§ Data in this exercise:
══════
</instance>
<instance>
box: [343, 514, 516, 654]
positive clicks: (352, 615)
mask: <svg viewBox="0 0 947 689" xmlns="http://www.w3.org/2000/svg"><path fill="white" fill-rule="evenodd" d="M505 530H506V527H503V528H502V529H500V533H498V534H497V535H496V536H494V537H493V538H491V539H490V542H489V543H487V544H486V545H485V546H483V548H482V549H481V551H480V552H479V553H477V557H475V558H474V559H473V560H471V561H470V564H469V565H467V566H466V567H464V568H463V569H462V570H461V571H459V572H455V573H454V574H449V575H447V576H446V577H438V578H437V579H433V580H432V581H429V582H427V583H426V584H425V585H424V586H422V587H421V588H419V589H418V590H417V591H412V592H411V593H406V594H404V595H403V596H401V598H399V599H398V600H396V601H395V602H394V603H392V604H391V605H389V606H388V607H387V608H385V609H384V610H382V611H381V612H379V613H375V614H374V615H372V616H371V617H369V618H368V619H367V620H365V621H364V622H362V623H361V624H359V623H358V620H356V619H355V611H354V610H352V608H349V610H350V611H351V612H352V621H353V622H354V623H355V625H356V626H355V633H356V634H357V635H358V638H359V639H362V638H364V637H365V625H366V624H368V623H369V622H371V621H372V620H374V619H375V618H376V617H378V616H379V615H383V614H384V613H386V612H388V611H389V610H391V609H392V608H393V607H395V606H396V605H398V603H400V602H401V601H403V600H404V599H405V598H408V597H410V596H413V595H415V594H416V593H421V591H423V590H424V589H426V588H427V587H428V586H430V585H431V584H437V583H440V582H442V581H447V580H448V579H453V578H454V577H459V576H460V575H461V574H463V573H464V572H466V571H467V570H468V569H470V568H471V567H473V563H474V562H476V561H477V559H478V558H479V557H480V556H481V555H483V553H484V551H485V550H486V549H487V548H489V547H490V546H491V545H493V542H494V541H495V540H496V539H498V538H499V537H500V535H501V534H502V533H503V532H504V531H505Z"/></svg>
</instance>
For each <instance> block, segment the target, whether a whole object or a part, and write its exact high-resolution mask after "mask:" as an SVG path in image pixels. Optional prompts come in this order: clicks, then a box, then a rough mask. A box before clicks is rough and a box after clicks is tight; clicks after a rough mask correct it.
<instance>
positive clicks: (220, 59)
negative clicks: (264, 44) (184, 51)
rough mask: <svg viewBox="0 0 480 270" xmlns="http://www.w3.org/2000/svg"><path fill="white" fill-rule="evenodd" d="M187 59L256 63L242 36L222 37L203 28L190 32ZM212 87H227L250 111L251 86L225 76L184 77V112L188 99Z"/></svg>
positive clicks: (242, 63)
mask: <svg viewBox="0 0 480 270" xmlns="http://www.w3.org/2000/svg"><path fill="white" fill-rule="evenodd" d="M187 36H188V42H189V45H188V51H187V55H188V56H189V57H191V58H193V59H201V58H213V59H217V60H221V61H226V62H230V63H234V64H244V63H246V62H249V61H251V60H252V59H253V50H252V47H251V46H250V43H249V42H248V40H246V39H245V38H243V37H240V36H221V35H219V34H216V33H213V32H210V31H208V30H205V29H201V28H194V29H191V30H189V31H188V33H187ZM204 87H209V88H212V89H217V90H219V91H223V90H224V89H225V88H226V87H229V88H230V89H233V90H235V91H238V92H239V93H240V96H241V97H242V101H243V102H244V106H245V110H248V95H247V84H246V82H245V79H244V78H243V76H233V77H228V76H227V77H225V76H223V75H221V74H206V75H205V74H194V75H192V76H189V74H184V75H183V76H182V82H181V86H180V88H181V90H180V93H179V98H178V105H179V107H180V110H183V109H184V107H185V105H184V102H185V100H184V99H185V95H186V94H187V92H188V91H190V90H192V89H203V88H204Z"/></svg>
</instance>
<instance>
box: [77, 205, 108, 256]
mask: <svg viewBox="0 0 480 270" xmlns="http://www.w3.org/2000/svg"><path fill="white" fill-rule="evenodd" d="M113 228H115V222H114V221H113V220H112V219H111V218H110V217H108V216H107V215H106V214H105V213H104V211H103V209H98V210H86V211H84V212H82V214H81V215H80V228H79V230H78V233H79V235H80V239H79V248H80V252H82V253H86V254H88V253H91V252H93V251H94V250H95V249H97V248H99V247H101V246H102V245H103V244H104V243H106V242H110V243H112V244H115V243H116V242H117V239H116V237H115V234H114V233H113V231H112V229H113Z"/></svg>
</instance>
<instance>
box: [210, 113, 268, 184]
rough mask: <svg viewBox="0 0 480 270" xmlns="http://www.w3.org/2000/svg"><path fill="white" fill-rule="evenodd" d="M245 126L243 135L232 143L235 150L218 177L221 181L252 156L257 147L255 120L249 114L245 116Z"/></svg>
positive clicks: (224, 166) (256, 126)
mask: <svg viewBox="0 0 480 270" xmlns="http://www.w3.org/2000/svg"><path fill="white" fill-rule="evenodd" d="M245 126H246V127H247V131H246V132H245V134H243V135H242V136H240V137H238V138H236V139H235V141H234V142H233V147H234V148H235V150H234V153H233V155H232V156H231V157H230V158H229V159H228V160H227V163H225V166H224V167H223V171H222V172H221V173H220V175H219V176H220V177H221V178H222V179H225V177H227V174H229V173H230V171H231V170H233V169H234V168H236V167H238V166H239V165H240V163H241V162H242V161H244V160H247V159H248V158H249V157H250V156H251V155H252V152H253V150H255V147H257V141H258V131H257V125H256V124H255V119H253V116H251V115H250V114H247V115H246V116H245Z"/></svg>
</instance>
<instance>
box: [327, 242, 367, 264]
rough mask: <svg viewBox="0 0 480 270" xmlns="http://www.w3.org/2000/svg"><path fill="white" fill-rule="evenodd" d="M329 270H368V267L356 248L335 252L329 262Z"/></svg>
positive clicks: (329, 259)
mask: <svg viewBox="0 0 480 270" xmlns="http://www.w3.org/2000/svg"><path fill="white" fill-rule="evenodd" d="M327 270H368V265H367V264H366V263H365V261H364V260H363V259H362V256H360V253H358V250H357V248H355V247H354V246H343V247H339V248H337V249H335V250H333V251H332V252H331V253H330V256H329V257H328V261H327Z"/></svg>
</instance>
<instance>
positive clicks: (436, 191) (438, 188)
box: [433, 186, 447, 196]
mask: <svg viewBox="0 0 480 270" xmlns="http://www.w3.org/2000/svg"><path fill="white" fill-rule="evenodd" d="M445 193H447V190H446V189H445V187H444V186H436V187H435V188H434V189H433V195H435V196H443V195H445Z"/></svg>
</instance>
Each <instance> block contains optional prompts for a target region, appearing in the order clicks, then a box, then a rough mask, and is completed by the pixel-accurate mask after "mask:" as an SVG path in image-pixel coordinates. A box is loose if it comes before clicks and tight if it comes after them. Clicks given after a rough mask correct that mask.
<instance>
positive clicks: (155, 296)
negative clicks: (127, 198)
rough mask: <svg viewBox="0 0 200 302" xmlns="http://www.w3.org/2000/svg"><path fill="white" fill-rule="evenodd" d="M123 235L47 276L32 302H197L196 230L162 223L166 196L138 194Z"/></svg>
══════
§ Try it:
Copy out each line of the listing that holds the string "negative".

§ Worked solution:
negative clicks: (264, 44) (184, 51)
negative clicks: (127, 198)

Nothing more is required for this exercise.